### SHORT PROBLEM
Reproduce every line of the records below, requests included, but offset each x and y coordinate in the answer points by adding 62, and leave the coordinates in the format sample unchanged. Omit the pictures from your output.

### Collected data
»»

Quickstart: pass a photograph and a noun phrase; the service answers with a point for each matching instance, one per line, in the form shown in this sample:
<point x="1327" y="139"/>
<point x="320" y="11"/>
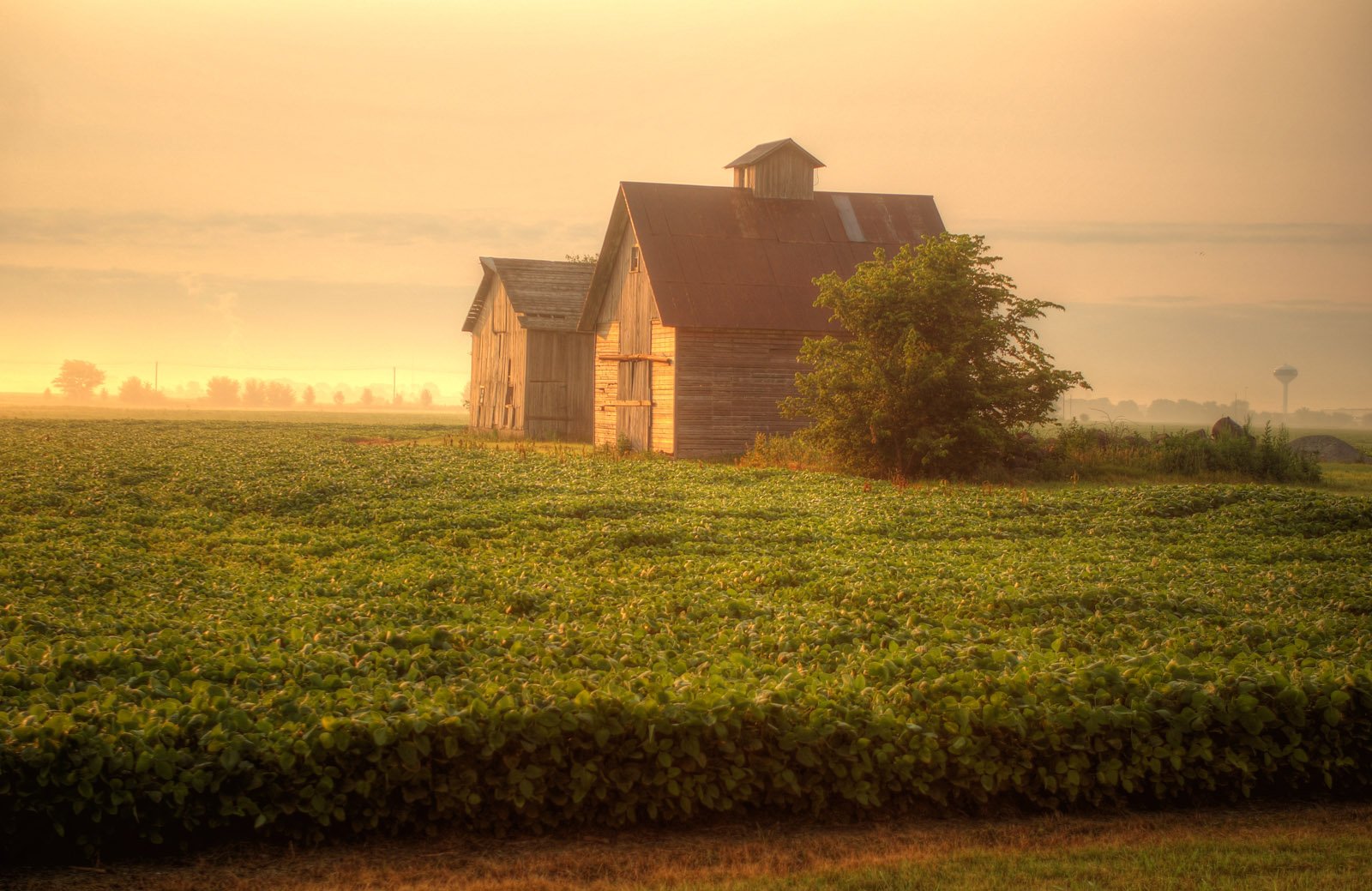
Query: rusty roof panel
<point x="722" y="258"/>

««

### REPLY TO THE TASK
Quickstart: pass a photograph and a noun phrase; the service answers with a point for each matching instance, one per line, in the form shown in this sample:
<point x="1327" y="139"/>
<point x="320" y="11"/>
Query: rusty roof panel
<point x="784" y="320"/>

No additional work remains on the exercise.